===== Records shown =====
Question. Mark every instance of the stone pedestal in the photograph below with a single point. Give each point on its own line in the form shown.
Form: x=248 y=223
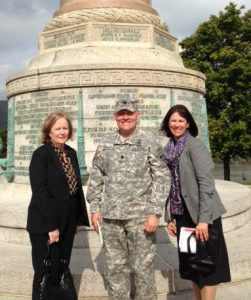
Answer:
x=90 y=55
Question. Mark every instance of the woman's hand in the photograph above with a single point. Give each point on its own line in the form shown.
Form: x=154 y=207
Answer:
x=151 y=223
x=53 y=236
x=171 y=228
x=95 y=219
x=201 y=231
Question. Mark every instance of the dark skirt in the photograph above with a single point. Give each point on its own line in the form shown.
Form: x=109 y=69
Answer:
x=221 y=271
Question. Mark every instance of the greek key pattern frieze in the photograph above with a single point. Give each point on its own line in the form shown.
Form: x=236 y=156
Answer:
x=92 y=78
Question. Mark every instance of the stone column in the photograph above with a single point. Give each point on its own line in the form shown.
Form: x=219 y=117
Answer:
x=109 y=49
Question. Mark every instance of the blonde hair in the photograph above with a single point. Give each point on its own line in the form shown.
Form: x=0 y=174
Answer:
x=50 y=121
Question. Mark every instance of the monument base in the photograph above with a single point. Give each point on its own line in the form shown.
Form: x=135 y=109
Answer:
x=87 y=262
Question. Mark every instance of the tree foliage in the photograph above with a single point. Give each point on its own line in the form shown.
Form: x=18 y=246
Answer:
x=221 y=49
x=3 y=141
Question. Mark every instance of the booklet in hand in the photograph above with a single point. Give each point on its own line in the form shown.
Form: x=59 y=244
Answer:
x=187 y=240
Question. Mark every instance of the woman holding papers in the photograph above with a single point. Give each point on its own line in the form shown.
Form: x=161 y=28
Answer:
x=193 y=200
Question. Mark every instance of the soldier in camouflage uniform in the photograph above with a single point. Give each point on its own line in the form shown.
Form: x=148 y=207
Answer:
x=127 y=190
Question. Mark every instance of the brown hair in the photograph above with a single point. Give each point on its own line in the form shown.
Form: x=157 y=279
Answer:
x=50 y=121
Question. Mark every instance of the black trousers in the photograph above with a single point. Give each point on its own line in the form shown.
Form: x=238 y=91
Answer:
x=58 y=251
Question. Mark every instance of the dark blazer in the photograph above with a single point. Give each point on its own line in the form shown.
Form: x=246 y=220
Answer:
x=197 y=183
x=48 y=207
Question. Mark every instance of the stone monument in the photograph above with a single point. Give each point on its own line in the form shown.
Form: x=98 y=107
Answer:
x=91 y=53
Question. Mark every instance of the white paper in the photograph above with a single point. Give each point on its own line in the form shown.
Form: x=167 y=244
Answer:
x=185 y=232
x=100 y=234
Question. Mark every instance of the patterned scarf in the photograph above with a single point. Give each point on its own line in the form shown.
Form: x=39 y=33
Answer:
x=172 y=152
x=68 y=169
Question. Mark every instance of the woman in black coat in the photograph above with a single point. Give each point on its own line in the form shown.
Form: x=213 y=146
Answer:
x=57 y=205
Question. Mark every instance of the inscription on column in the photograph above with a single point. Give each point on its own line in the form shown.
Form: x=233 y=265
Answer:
x=121 y=34
x=102 y=102
x=163 y=41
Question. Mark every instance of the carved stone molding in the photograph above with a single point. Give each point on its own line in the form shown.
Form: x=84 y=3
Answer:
x=112 y=15
x=189 y=80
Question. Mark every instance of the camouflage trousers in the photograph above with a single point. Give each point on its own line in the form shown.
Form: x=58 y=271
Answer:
x=129 y=255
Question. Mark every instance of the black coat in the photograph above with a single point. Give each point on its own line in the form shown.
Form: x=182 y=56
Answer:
x=49 y=203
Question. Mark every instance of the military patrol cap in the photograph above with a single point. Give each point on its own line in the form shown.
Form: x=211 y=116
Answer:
x=127 y=104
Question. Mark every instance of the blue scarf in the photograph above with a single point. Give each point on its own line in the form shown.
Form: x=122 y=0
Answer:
x=172 y=152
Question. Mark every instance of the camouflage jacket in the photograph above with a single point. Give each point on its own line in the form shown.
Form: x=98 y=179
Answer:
x=128 y=179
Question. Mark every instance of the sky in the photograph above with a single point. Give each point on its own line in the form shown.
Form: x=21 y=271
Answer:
x=21 y=22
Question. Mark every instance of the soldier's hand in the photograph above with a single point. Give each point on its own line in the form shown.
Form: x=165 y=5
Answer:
x=151 y=223
x=95 y=219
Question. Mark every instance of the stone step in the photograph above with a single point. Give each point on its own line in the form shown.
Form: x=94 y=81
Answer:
x=15 y=199
x=87 y=266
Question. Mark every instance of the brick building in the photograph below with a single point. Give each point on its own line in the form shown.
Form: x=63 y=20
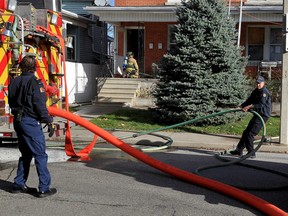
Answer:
x=144 y=27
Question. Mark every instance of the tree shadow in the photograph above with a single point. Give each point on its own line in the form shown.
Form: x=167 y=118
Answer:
x=232 y=175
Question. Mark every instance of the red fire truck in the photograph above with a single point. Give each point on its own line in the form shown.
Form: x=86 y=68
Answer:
x=30 y=27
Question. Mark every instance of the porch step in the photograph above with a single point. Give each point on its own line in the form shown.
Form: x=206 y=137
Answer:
x=118 y=90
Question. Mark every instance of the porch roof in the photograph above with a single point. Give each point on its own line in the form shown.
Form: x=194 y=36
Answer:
x=115 y=15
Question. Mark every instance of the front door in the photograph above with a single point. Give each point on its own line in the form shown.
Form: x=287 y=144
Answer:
x=135 y=44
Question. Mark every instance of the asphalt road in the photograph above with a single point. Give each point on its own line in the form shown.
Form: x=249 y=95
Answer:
x=114 y=183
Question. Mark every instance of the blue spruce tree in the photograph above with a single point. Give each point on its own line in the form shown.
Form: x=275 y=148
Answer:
x=204 y=72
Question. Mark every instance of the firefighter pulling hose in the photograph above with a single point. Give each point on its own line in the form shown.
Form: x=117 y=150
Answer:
x=30 y=28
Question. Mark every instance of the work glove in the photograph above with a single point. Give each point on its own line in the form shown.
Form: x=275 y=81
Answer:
x=51 y=129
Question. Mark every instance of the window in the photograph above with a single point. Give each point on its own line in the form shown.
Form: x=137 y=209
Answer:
x=275 y=44
x=264 y=44
x=171 y=36
x=256 y=43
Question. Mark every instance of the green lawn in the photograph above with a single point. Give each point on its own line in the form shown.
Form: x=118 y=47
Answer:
x=143 y=120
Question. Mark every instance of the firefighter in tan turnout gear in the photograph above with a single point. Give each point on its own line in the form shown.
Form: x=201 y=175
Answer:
x=132 y=69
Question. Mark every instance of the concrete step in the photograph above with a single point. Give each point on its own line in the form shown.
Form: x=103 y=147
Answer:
x=116 y=95
x=120 y=90
x=117 y=91
x=121 y=81
x=113 y=100
x=120 y=85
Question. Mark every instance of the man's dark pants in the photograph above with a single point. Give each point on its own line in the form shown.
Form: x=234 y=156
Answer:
x=31 y=141
x=252 y=129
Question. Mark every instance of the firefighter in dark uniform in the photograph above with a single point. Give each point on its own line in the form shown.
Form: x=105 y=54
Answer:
x=27 y=100
x=259 y=101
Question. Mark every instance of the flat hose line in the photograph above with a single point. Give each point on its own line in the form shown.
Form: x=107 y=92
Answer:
x=218 y=156
x=211 y=184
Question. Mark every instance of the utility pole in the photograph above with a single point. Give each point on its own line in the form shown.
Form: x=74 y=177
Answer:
x=284 y=83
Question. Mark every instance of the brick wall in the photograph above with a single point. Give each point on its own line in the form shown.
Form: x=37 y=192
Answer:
x=155 y=33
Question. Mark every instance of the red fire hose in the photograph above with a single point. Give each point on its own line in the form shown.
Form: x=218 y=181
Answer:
x=222 y=188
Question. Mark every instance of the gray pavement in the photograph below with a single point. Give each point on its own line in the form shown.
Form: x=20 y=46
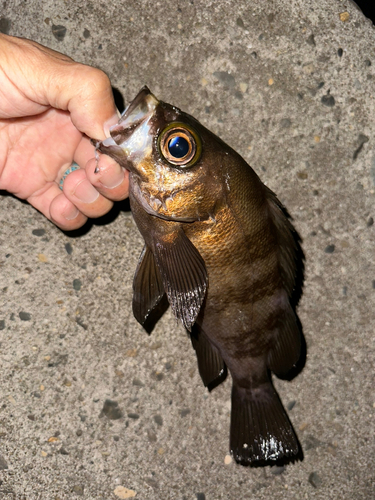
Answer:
x=290 y=85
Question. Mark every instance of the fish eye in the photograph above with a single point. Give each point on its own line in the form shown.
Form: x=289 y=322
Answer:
x=180 y=145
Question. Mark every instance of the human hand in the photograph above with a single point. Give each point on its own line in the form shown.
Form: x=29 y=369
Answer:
=====
§ Task instructions
Print each line from the one containing "Question. Mark every instance of the concrete" through the last line of the listing, both included, exactly and with no pictures.

§ Task result
Question. Mark every instance of the concrete step in the photograph above with a single point. Give each point on its own line in the form shown.
Form: x=103 y=147
Answer:
x=116 y=95
x=120 y=90
x=117 y=91
x=121 y=81
x=113 y=100
x=120 y=85
Question. Mark every instance of the man's dark pants in the photograph above with a single point. Give each point on its own line in the form shown.
Form: x=234 y=156
Answer:
x=31 y=141
x=252 y=129
Question. Mark every instance of the firefighter in dark uniform in the photograph above with a single point. Give each point on its own line in the form shown.
Form: x=105 y=54
Answer:
x=27 y=100
x=259 y=101
Question. Mark every instance of the flat hose line in the photograph above with a single point. Give each point on its own line in the form shown.
Form: x=107 y=92
Answer:
x=218 y=156
x=211 y=184
Question. Mark every instance of the utility pole in the photograph above with a single point. Give each point on its own line in the form shown.
Form: x=74 y=177
Answer:
x=284 y=83
Question. Mark every instance of the brick wall in the photograph above with a single point. Give each point on its own line in the form shown.
Form: x=37 y=192
Answer:
x=155 y=33
Question. Mark every instance of the red fire hose in the photograph above with a single point. Give each point on its own line in the form shown.
Form: x=218 y=181
Answer:
x=222 y=188
Question. Mark every instance of the gray pavement in the photograph below with a single point. Give each point on its own line in the form shown.
Form: x=20 y=46
Answer:
x=290 y=85
Question. Mark every instance of the fish eye in the photograph above with a single point. Give each point on its own line in the form shown.
Form: x=289 y=322
Answer:
x=180 y=145
Question. Mark every instance of the human hand in the photograph above with a single point. Give each point on its own line in the form shown.
Form: x=29 y=369
Answer:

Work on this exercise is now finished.